-- start MATERIAL PROVIDED --

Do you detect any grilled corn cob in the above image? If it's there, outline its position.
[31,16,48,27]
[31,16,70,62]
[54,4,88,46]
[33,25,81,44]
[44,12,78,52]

-- end MATERIAL PROVIDED --

**YOUR INSTRUCTIONS**.
Reproduce the lines above word for word.

**RESULT OF THIS EXERCISE**.
Do you detect any grilled corn cob in the above image? If it's there, outline its position.
[31,16,48,27]
[31,16,70,62]
[54,4,88,46]
[33,25,81,44]
[44,12,78,52]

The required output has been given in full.